• Given records
# # # # # # #

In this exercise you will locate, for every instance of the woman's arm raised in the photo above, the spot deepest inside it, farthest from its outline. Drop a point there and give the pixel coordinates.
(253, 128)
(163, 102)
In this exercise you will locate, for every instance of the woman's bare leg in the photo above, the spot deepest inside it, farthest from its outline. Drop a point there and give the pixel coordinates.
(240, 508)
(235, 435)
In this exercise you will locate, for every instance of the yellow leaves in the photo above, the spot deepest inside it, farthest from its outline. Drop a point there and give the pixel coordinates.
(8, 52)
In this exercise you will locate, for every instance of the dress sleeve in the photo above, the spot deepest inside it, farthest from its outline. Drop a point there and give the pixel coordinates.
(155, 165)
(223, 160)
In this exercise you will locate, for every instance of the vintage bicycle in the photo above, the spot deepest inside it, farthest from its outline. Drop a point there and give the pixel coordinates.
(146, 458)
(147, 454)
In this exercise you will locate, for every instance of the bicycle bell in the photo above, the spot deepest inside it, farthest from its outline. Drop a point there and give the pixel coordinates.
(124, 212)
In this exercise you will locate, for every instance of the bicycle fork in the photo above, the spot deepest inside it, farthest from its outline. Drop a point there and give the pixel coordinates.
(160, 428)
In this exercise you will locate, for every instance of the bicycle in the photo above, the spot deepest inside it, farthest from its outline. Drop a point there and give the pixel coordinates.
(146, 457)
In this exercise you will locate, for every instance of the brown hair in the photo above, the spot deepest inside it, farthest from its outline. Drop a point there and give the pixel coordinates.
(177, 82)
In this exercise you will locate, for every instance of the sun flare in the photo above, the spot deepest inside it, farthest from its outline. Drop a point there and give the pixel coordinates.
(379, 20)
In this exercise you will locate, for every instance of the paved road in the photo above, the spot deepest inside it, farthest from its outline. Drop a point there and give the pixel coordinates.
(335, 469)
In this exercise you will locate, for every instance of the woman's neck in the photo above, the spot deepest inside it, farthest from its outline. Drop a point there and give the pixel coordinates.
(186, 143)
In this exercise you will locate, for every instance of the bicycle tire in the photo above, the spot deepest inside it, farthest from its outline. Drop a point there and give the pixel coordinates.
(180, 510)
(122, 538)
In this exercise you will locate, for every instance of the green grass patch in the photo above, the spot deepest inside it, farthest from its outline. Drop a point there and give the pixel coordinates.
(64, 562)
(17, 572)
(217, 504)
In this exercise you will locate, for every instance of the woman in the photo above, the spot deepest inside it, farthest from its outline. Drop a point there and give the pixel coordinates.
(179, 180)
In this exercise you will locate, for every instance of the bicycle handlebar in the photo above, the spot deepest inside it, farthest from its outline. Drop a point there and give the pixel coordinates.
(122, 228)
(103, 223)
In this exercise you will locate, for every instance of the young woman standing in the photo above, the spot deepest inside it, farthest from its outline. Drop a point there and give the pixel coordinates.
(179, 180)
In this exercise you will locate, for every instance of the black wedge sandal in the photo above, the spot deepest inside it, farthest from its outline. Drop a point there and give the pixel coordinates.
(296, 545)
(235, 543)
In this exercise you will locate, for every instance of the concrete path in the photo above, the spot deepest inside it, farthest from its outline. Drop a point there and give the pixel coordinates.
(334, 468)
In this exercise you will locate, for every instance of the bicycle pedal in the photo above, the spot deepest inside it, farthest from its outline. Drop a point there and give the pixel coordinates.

# # # # # # #

• Problem details
Output all the lines above. Keep each one exact.

• Answer below
In this exercise you will locate, for every instance of the woman's arm raised in the photo above, the spot deepest inside it, farthest from its outline. Drop a point there and give the pixel coordinates.
(253, 128)
(163, 102)
In this exercise you will locate, for every instance of the woman's bare leg in the photo above, the spot deepest inside it, farthest from its outline. Drop a point there and give the pixel coordinates.
(240, 508)
(235, 435)
In this exercise you will locate, for every instance of the yellow leaves in the photo above, the spot deepest inside it, farthest from its outline. Drop a point there and give the pixel coordinates.
(8, 52)
In this exercise you will locate, for every instance of the dress sleeve in the photo above, the spot deepest inside it, farthest from its outline. Drop a point there and give the pixel coordinates.
(155, 165)
(223, 160)
In this exercise you will locate, for every instance of the vintage bicycle in the photo above, the spot deepest inside it, farthest from its outline. Drop a point there and give the pixel coordinates.
(146, 458)
(147, 454)
In this exercise you will locate, for every instance of the bicycle bell in the photo above, the spot deepest inside it, farthest from its outline. Drop a point there and give the pixel coordinates.
(124, 212)
In this exercise you will locate, for every instance of the bicycle fork in the photo above, the spot deepest inside it, farthest from its outline. Drop a point there and give the pixel coordinates.
(160, 428)
In this exercise you will locate, for every instance of the bicycle in the photo above, the spot deepest inside it, farthest from its outline. Drop a point there and give the pixel coordinates.
(146, 457)
In this exercise you will locate, for every instance of the brown hair in the photo above, the spot deepest inside it, farthest from its outline. Drop a point there and give the pixel coordinates.
(177, 82)
In this exercise you will locate, for every instance of the sun flare in the photo above, the spot deepest inside it, farthest from its outline. Drop a point there and give the pixel coordinates.
(379, 20)
In this exercise you will locate, for every instance of the paved road in the photo above, the spot deepest inside it, farthest from its outline. Drop a point there and give the pixel coordinates.
(335, 469)
In this exercise you will locate, for every instance of the woman's neck in the photo above, the spot deepest inside it, farthest from its outline. Drop a point there and give the pixel coordinates.
(186, 143)
In this exercise you will locate, for every instance of the bicycle tire in the photo above, the spot deepest inside it, farthest from its outline. Drop a point there and give the pixel coordinates.
(180, 510)
(122, 538)
In this exercise you will locate, for every instance of the green grass patch in the photo above, the spot deepest inside it, farthest from its outline. Drop a point there and give the pixel coordinates.
(64, 562)
(17, 572)
(217, 504)
In this exercise you will locate, for every instance of the woman in the photo above, the spot deepest inside it, farthest from its outline. Drop a point there and give the pixel coordinates.
(179, 180)
In this exercise you will locate, for every instance of the bicycle handlebar in the photo above, the spot deepest inside it, farthest from its outline. Drop a point there and give the pixel coordinates.
(122, 228)
(103, 223)
In this exercise you will locate, for every instance of the young woman standing in the photo above, the spot deepest inside it, farthest from its outline. Drop a point there and give the pixel coordinates.
(179, 180)
In this exercise you will locate, for every instance of the black wedge sandal in the photo above, the spot deepest inside it, farthest from its outline. Drop a point there and give the pixel coordinates.
(296, 545)
(235, 543)
In this exercise you will locate, for every instance of the concrete path in the photo above, the spot deepest inside it, farthest from its outline. Drop a point there and give the pixel coordinates.
(334, 468)
In this exercise you will locate, for every instance of the bicycle pedal in the photo above, the spot deepest inside it, farthest from its outline. Drop a point there and give the pixel coordinates.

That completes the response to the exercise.